What the task asks —
Rewrite the data below with "small bush" changed to "low shrub" wherever it occurs, keeping everything else unchanged.

################

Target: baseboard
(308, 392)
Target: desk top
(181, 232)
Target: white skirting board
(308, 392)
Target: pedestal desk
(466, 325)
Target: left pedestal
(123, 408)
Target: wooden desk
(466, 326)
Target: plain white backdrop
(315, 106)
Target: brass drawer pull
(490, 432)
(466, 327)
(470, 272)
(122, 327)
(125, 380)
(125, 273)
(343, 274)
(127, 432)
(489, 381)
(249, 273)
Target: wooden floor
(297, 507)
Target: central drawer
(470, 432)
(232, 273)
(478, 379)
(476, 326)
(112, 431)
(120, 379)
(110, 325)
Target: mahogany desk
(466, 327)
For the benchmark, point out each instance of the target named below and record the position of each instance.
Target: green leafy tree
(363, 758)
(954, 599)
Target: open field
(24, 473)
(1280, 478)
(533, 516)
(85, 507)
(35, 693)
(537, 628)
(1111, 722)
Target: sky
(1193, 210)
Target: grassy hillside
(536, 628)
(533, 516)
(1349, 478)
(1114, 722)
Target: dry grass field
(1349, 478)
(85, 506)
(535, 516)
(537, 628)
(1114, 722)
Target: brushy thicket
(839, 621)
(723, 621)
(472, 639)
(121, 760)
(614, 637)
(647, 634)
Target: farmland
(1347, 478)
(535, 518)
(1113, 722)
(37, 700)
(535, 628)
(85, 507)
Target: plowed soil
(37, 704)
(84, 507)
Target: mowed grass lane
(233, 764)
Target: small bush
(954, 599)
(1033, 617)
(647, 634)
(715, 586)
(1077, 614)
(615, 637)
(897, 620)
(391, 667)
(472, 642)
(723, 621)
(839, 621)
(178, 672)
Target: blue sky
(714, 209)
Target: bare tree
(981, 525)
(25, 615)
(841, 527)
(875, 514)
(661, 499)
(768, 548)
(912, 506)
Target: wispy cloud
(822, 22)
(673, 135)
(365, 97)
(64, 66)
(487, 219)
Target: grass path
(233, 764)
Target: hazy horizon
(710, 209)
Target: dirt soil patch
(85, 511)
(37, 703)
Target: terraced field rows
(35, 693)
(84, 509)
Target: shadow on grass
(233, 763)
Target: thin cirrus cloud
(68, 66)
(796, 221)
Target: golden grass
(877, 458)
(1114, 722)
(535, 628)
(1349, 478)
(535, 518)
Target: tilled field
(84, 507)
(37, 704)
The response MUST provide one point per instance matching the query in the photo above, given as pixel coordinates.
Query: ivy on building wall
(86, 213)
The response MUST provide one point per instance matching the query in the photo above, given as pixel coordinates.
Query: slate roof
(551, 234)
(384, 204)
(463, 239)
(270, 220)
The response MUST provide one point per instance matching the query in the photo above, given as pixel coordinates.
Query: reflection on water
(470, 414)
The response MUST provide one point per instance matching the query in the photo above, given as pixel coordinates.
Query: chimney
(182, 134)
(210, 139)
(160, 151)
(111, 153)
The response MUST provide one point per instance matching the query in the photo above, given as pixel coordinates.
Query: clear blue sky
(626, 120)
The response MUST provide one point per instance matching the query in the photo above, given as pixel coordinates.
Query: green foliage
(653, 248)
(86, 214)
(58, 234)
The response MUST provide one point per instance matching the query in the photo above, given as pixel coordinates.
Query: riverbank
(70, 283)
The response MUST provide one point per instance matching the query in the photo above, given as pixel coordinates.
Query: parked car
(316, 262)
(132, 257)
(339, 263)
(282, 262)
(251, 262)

################

Solution below —
Target: baseboard
(308, 392)
Target: desk top
(181, 232)
Target: white skirting board
(308, 392)
Target: pedestal desk
(466, 325)
Target: left pedestal
(123, 408)
Target: wooden desk
(466, 326)
Target: plain white backdrop
(315, 106)
Target: brass drawer pull
(490, 432)
(466, 327)
(470, 272)
(122, 327)
(125, 380)
(125, 273)
(343, 274)
(127, 432)
(489, 381)
(249, 273)
Target: wooden floor
(297, 507)
Target: central drawer
(470, 432)
(232, 273)
(478, 379)
(476, 326)
(112, 431)
(120, 379)
(110, 325)
Target: mahogany desk
(466, 327)
For the benchmark, point out each instance of the target named below and record the position of each instance.
Target: green leafy tree
(363, 758)
(954, 599)
Target: open field
(24, 473)
(1280, 478)
(533, 516)
(85, 507)
(35, 693)
(537, 628)
(1111, 722)
Target: sky
(1193, 210)
Target: grassy hillside
(536, 628)
(533, 516)
(1349, 478)
(1114, 722)
Target: dry grass field
(1349, 478)
(85, 506)
(535, 516)
(537, 628)
(1114, 722)
Target: brushy thicket
(839, 621)
(723, 621)
(472, 639)
(121, 760)
(614, 637)
(647, 634)
Target: farmland
(1347, 478)
(535, 518)
(1113, 722)
(37, 700)
(535, 628)
(85, 507)
Target: plowed soil
(37, 704)
(84, 507)
Target: mowed grass lane
(233, 764)
Target: low shrub
(954, 599)
(1033, 617)
(647, 634)
(715, 586)
(1077, 614)
(615, 637)
(897, 620)
(391, 667)
(472, 642)
(723, 621)
(839, 621)
(178, 672)
Target: blue sky
(714, 209)
Target: bare tree
(981, 525)
(25, 615)
(841, 527)
(875, 514)
(661, 499)
(768, 548)
(912, 506)
Target: wispy cloud
(822, 22)
(673, 135)
(365, 97)
(64, 66)
(487, 219)
Target: grass path
(233, 764)
Target: hazy horizon
(710, 209)
Target: dirt soil patch
(85, 511)
(37, 703)
Target: terraced field rows
(35, 693)
(84, 509)
Target: shadow on grass
(233, 763)
Target: thin cirrus cloud
(68, 66)
(796, 221)
Target: golden grass
(877, 458)
(1114, 722)
(535, 628)
(1349, 478)
(535, 518)
Target: tilled field
(84, 507)
(37, 704)
The response MUST provide one point per instance matching the query in the photo above, given as pixel coordinates.
Query: ivy on building wall
(86, 213)
The response MUST provide one point per instance matching the query in the photo above, given as pixel coordinates.
Query: slate roof
(551, 234)
(384, 204)
(463, 239)
(270, 220)
The response MUST provide one point per instance matching the query in the photo above, given as pixel coordinates.
Query: reflection on water
(470, 414)
The response MUST provide one point per instance matching the query in the photo above, given as pixel coordinates.
Query: chimney
(182, 134)
(210, 139)
(160, 151)
(111, 153)
The response MUST provide one point per instance matching the query in the photo above, given as pixel coordinates.
Query: clear blue sky
(626, 120)
The response MUST provide one point per instance matching the query in the photo above, given as pixel coordinates.
Query: green foliage
(653, 248)
(86, 214)
(58, 234)
The response MUST provide one point per instance matching the query in the photo above, given as pixel coordinates.
Query: riverbank
(70, 283)
The response MUST provide one point per instance matching the query in the photo above, given as pixel coordinates.
Query: parked car
(316, 262)
(132, 257)
(339, 263)
(282, 262)
(251, 262)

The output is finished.